● Exercise requirements
Turn the material below into a numbered list, one line per item, with any blank lines left out.

● Input

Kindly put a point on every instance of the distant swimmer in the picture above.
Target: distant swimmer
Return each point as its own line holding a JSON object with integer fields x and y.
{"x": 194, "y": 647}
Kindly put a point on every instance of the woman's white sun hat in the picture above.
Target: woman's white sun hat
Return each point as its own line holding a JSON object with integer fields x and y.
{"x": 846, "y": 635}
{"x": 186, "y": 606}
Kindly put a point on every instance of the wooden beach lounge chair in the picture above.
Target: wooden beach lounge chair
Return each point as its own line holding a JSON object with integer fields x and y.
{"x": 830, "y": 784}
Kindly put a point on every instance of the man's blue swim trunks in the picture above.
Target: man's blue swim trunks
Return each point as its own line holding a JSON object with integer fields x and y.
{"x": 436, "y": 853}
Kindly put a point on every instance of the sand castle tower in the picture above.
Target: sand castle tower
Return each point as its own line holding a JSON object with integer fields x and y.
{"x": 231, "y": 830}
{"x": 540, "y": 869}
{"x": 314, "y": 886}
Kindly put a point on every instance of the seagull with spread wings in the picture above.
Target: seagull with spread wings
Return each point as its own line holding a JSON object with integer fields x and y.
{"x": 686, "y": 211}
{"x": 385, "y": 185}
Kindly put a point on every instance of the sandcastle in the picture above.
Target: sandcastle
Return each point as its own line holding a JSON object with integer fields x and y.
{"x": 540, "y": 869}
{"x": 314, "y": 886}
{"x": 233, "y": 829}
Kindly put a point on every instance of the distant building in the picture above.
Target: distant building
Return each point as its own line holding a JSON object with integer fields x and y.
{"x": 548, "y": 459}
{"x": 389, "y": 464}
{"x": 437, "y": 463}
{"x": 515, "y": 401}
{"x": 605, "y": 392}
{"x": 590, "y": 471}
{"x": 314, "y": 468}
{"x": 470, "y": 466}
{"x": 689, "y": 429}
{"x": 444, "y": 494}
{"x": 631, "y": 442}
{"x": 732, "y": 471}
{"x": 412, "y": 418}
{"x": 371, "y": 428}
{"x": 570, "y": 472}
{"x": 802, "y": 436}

● Solution to the exercise
1. Kindly put a point on every instance of the distant swimmer in the picture above.
2. Target: distant swimmer
3. Return each point as its own line holding a JSON object with integer fields x and y.
4. {"x": 194, "y": 647}
5. Kindly put a point on every instance of the woman's white sun hat in the picture above.
6. Target: woman's white sun hat
7. Return each point as its own line holding a JSON object with integer fields x and y.
8. {"x": 846, "y": 635}
9. {"x": 186, "y": 606}
10. Kindly put a point on every instance of the wooden beach lounge chair in the picture above.
11. Target: wooden beach lounge chair
12. Return each point as its own line holding a JSON object with integer fields x and y.
13. {"x": 830, "y": 784}
14. Kindly put a point on every instance of the man's blue swim trunks in the picture above.
15. Target: man's blue swim trunks
16. Return each point as its own line holding a JSON object with integer fields x and y.
17. {"x": 436, "y": 853}
18. Kindly put a point on every instance of the sand castle tower in the picture above.
19. Target: sand castle tower
20. Return each point as its own line holding a JSON object with integer fields x and y.
21. {"x": 231, "y": 830}
22. {"x": 540, "y": 869}
23. {"x": 314, "y": 886}
24. Kindly put a point on every instance of the seagull with spread wings in the picture above.
25. Target: seagull with spread wings
26. Return each point as its own line holding a JSON object with integer fields x and y.
27. {"x": 686, "y": 211}
28. {"x": 385, "y": 185}
29. Kindly put a point on every instance of the sandcastle in the picture above.
30. Target: sandcastle
31. Return each point as its own line holding a JSON object with integer fields x and y.
32. {"x": 540, "y": 869}
33. {"x": 314, "y": 886}
34. {"x": 233, "y": 829}
35. Kindly put a point on every instance of the distant building in the picture above.
36. Target: distant building
37. Return each point as its own line holding a JSON object with integer fields x and y.
38. {"x": 548, "y": 459}
39. {"x": 389, "y": 464}
40. {"x": 437, "y": 463}
41. {"x": 515, "y": 401}
42. {"x": 605, "y": 392}
43. {"x": 590, "y": 471}
44. {"x": 314, "y": 468}
45. {"x": 470, "y": 466}
46. {"x": 689, "y": 429}
47. {"x": 444, "y": 494}
48. {"x": 631, "y": 442}
49. {"x": 732, "y": 471}
50. {"x": 412, "y": 418}
51. {"x": 371, "y": 428}
52. {"x": 570, "y": 472}
53. {"x": 802, "y": 436}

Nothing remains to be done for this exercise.